▸ Task goal: Repeat the entries below exactly as they appear, with no pictures.

▸ Data for this exercise:
= = = = =
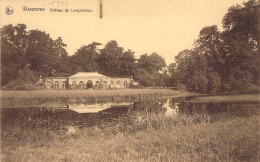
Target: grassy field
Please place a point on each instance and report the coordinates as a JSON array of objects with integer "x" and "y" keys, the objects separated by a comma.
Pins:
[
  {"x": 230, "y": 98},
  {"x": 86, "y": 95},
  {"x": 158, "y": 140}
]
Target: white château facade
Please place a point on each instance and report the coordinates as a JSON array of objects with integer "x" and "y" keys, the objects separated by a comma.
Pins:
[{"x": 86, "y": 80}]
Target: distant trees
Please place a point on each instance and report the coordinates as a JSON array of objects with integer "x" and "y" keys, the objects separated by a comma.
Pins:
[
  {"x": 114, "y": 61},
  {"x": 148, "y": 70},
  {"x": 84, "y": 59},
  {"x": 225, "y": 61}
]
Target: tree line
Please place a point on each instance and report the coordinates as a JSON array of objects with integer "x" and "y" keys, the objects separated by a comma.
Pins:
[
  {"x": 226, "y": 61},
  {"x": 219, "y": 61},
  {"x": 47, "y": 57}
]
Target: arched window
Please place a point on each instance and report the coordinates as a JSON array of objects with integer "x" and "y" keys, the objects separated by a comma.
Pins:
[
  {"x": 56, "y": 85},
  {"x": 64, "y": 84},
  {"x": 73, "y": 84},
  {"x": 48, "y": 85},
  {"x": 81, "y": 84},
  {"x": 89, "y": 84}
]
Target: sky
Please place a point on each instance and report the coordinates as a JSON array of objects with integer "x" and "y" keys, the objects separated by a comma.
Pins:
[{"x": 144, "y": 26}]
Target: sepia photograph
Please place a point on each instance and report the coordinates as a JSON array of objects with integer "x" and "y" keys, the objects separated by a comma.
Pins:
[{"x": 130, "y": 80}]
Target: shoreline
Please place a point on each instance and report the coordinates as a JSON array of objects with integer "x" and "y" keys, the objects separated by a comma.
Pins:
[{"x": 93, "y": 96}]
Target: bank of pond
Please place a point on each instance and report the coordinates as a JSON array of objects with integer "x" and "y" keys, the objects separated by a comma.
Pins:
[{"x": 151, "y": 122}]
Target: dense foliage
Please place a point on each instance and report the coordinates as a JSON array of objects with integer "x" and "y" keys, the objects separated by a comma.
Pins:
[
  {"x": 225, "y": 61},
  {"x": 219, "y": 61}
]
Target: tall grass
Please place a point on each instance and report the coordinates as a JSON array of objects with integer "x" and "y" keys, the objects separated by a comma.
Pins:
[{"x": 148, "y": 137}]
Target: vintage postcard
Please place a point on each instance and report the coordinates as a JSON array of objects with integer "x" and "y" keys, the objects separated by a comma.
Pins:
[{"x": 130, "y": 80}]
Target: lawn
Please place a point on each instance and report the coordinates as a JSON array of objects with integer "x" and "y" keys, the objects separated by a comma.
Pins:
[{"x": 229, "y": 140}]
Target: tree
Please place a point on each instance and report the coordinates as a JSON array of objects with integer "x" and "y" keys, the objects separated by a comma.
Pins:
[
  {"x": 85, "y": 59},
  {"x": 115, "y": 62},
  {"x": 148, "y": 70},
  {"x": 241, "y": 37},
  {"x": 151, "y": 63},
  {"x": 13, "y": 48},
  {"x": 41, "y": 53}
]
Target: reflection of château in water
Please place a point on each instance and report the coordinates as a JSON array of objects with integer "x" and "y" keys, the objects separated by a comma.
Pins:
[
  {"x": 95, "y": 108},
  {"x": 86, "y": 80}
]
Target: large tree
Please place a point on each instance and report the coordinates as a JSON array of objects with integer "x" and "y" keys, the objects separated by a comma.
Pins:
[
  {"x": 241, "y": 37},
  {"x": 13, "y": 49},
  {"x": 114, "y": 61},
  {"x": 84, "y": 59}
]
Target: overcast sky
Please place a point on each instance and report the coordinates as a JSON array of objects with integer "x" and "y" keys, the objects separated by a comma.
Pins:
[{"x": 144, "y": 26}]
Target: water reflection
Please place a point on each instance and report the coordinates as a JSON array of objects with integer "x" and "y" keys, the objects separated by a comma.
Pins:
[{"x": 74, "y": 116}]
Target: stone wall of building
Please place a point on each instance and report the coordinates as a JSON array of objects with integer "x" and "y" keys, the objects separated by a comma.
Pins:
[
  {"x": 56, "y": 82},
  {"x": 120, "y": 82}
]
= = = = =
▸ Exercise result:
Target: grassy field
Please place a point on each instance and report the coordinates as a JSON array of objects with integer "x" and "y" keys, the objects separated by a comma.
Pins:
[
  {"x": 230, "y": 98},
  {"x": 86, "y": 95},
  {"x": 158, "y": 140}
]
Target: white château facade
Please place a point on each instance and report the coordinates as a JSON array of objects with integer "x" and "y" keys, the objects separated by a comma.
Pins:
[{"x": 86, "y": 80}]
Target: distant trees
Please place a point on each instance and report the coordinates as a JSON array of objects with integer "x" and "y" keys, the objects separated by a comma.
Pins:
[
  {"x": 114, "y": 61},
  {"x": 148, "y": 70},
  {"x": 84, "y": 59},
  {"x": 225, "y": 61}
]
Target: tree line
Please place a point on each instance and report the coordinates as a JSON array of objects with integer "x" and "y" keys, the objects separated by a comma.
Pins:
[
  {"x": 226, "y": 61},
  {"x": 219, "y": 61},
  {"x": 47, "y": 57}
]
Target: arched window
Please place a point on each instance and report the coordinates as a JSON array of objects with integer "x" and "y" keys, the objects separated by a comma.
Pins:
[
  {"x": 56, "y": 85},
  {"x": 64, "y": 84},
  {"x": 73, "y": 84},
  {"x": 48, "y": 85},
  {"x": 81, "y": 84},
  {"x": 89, "y": 84}
]
Target: sky
Please place a point on each instance and report the coordinates as a JSON array of objects with integer "x" and "y" keys, the objects separated by a comma.
Pins:
[{"x": 144, "y": 26}]
Target: sepia photograph
Please place a point on each instance and report the coordinates as a JSON array of objects with integer "x" and "y" keys, the objects separated by a comma.
Pins:
[{"x": 130, "y": 80}]
Target: shoreline
Please place a point on each instance and report the coordinates as a JSON array of objects with integer "x" and "y" keys, the objects separated by a comma.
Pins:
[{"x": 93, "y": 96}]
Target: bank of pond
Please place a point on each instance and report the coordinates as a JSON array of objects with integer "x" and "y" keys, the objects separated by a comma.
Pins:
[{"x": 151, "y": 122}]
Target: dense foliage
Please place a point on each instance and report the coordinates as a JSON array of objects with integer "x" and "y" keys, the objects separated by a comma.
Pins:
[
  {"x": 225, "y": 61},
  {"x": 219, "y": 61}
]
Target: tall grass
Please place a point on each instance and report the coordinates as a JSON array of objects with integer "x" and "y" keys, the objects separated by a comma.
Pins:
[{"x": 148, "y": 137}]
Target: vintage postcard
Please place a point on each instance and report the coordinates as a JSON array of objects with integer "x" and "y" keys, the objects separated by a comma.
Pins:
[{"x": 130, "y": 80}]
Target: lawn
Please place a point on each instance and report the coordinates as a JSON array of objects with integer "x" and "y" keys, the objects separated by a comma.
Pins:
[{"x": 229, "y": 140}]
Target: tree
Please place a point on each instance and report the coordinates as a JSON array of objects with integer "x" and "y" keys, the objects separated by a comma.
Pins:
[
  {"x": 85, "y": 59},
  {"x": 115, "y": 62},
  {"x": 148, "y": 70},
  {"x": 241, "y": 37},
  {"x": 151, "y": 63},
  {"x": 13, "y": 48},
  {"x": 41, "y": 53}
]
Target: reflection of château in water
Please place a point on each instance and report the coordinates as a JSON array of objects with integer "x" and "y" keys, the objects separated by a comma.
Pins:
[
  {"x": 95, "y": 108},
  {"x": 86, "y": 80}
]
Target: large tree
Please place a point on each instance and report the coordinates as a JSON array of objects with integer "x" and "y" keys, the objects separated by a comma.
Pins:
[
  {"x": 241, "y": 37},
  {"x": 13, "y": 49},
  {"x": 114, "y": 61},
  {"x": 84, "y": 59}
]
Target: overcast sky
Please place a point on each instance and report the coordinates as a JSON array of objects with integer "x" and "y" keys, the objects separated by a comma.
Pins:
[{"x": 144, "y": 26}]
Target: water reflection
Please place a point on each instance and report the coordinates as a JSON array of objects with integer "x" and "y" keys, the objects separated by a comma.
Pins:
[{"x": 74, "y": 116}]
Target: stone wall of building
Please place a point on each instance and report the coordinates as a JSON array of objects with integer "x" and "y" keys, the objects separated by a comma.
Pins:
[
  {"x": 56, "y": 82},
  {"x": 120, "y": 82}
]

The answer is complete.